Brano scelto:

▬▬▬

La costa Azzurra la inventarono gli americani, e almeno di questo bisogna essere loro grati. Fino al XVIII secolo la natura senza cultura non esisteva, e se gli inglesi facevano il Grand Tour, i francesi lo chiamavano Voyage en Italie, ma bene o male era la stessa cosa. Ancora nell'Ottocento l'Italia rimane la meta privilegiata dei Flaubert, degli Stendhal, dei Tolstoj e degli Henry James, ma dal litorale a sud delle Alpi comincia a soffiare un venticello che parla di un genere mondano nuovo, fatto di palazzi, casinò e terrazze, grandi vasi di fiori e giardini di piante... Nel 1887 Stéphen Liégeard ribattezza «Costa Azzurra» la riviera che va dal Castello di If, davanti a Marsiglia, sino a Genova, e l'invenzione inglese della villeggiatura vi celebra il suo apogeo a fine Ottocento. Ci si cura, ci si diverte, ci si innamora. Lo si fa da settembre ad aprile, l'estate è considerata una stagione insalubre, il Mediterraneo un mare interno, caldo e stagnante... «Nessuno che fosse qualcuno - scriverà Elsa Maxwell per rendere meglio il senso della rivoluzione che sta per compiersi - veniva avvistato nel sud della Francia durante luglio e agosto». Zelda Fitzgerald, nel suo Lasciami l'ultimo valzer, racconta di come sui transatlantici che collegavano gli Stati Uniti all'Europa i viaggiatori esperti mettessero sull'avviso i novizi riguardo i pericoli che li attendevano: «I loro bambini avrebbero preso il colera, gli amici sarebbero stati morsicati a morte dalle zanzare francesi, da mangiare avrebbero trovato solo carne di capra e niente ghiaccio per i liquori».
Fu Cole Porter l'uomo che fece la rivoluzione d'estate. Insieme con la bellissima moglie Linda affittò nel 1921 per l'intera stagione lo Château de la Garoupe a Cap d'Antibes. Se il celebre musicista fu il primo a rompere il tabù, furono Gerald e Sara Murphy a trasformare quella rottura in uno stile di vita e a fare della Costa Azzurra una filosofia.
Bella lei, aitante lui, ricchi entrambi, relativamente giovani, fecero da catalizzatori di un ambiente e di un'epoca. Gerald dipingeva, era amico di Picasso e Léger, posava per Man Ray. Ospiti il primo anno dei Porter, l'anno dopo convinsero il manager dell'Hôtel du Cap ad aprire «fuori stagione» solo per loro e a lasciargli una cuoca e una cameriera.

▬▬▬

Estratto dei dati:
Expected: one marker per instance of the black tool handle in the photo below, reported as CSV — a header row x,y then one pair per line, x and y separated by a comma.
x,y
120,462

▬▬▬

Cosa fare:
1 – Rispondi in base al brano sulla Costa Azzurra:
(a) In che anno Stéphen Liégeard ribattezza la riviera «Costa Azzurra»?
(b) Che cosa affittò Cole Porter nel 1921 per l'intera stagione, e dove si trovava?
(c) Chi convinsero Gerald e Sara Murphy ad aprire «fuori stagione» solo per loro?
2 – Riprendi il brano sulla Costa Azzurra e proseguilo dopo la sua ultima frase.
I dati non hanno alcun ruolo in questo lavoro.

Soluzioni:
1 –
(a) Nel 1887.
(b) Lo Château de la Garoupe, a Cap d'Antibes.
(c) Il manager dell'Hôtel du Cap.

2 –
In seguito acquistarono lo Chalet de Nielles sotto il faro di Cap d'Antibes, lo ristrutturarono e gli diedero il nome di Villa America. Sarà una delle preferite da Le Corbusier.
I Murphy ricevevano, ma senza esagerare. Dirà Sara: «Ci si voleva bene, volevi vedere i tuoi amici il più spesso possibile e così spesso li vedevi tutti i giorni. Era come una grande fiaba e eravamo tutti molto giovani». Secondo Donald Ogder Stewart, lo sceneggiatore premio Oscar di Philadephia Story, uno dei capolavori della sophisticated comedy americana degli anni Trenta, la vita dei Murphy assomigliava davvero a una fiaba: «Avevano tre bambini d'oro, si amavano, avevano il dono di rendere piacevole la vita delle persone che avevano la fortuna di essere loro amiche». Negli anni Trenta la favola si interruppe, i Murphy tornarono in America, la Costa Azzurra era divenuta troppo di moda, e quindi fuori moda, il cambio franco-dollaro non era più così favorevole... A metà di quel decennio la fiaba si mutò in tragedia, la morte improvvisa di due dei tre giovani figli. «Il destino non ha più frecce nel suo arco per ferirvi come ha fatto con queste», scrisse alla coppia il vecchio amico Francis Scott Fitzgerald. «La coppa d'oro ora si è rotta, certo, ma era d'oro, e niente adesso può più portarvi via quei ragazzi».
Dell'«invenzione» della Costa Azzurra, nel secondo dopoguerra il compendio e l'epitome sarebbe diventata Saint-Tropez, facendone un utilizzo squisitamente francese. L'avevano scoperta per primi i pittori, Signac, Matisse, de Segonzac, che si ritrovavano al bar dell'Hôtel Sube, dove adesso c'è il Café de Paris. Poi era stata la volta della scrittrice Colette, dei registi Julien Duvivier e René Clair. È di quest'ultimo il primo film tropèzien, Il sole ha sempre ragione, con Tino Rossi e Micheline Presle. Venne girato a La Ponche, «la punta», il quartiere dei pescatori abbarbicato sulla città vecchia che sovrasta il porto. Qui, quartiere, luogo, ritrovo, all'inizio degli anni '50 arriveranno da Parigi gli «esistenzialisti», anche se nessuno di loro sapeva bene che cosa questa definizione significasse. Si chiamavano Juliette Gréco, Boris Vian, Pierre Brasseur, erano attori, musicisti, cantanti, attori. La ribattezzarono Saint-Tropez des Prés. Più o meno contemporaneamente, La Ponche era intanto divenuta un albergo, la giovanissima Françoise Sagan, l'autrice di Bonjour tristesse, vi fece il suo viaggio di nozze e Roger Vadim girò proprio lì Et Dieu... créa la femme, il film che farà di Brigitte Bardot la nuova divinità da adorare...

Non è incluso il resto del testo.